**** Extracted data

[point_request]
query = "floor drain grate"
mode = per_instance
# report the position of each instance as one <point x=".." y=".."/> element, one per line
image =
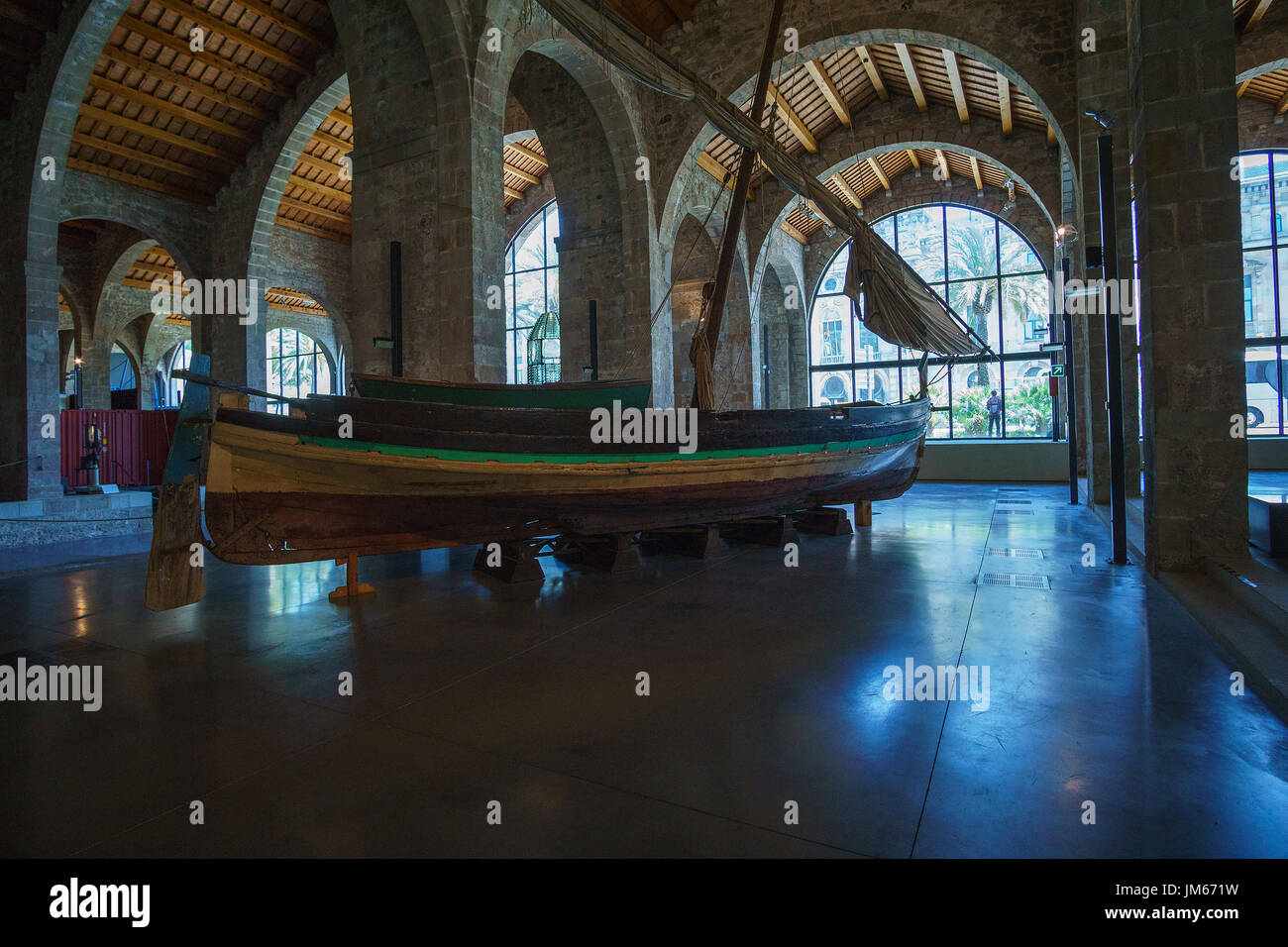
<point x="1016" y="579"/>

********

=== Problem ===
Could you copy out every record exactly, minus the pictures?

=== Written response ===
[point_request]
query = "floor drain grate"
mode = per_instance
# report the position of each instance as one <point x=".." y=".."/> element, one per line
image =
<point x="1016" y="579"/>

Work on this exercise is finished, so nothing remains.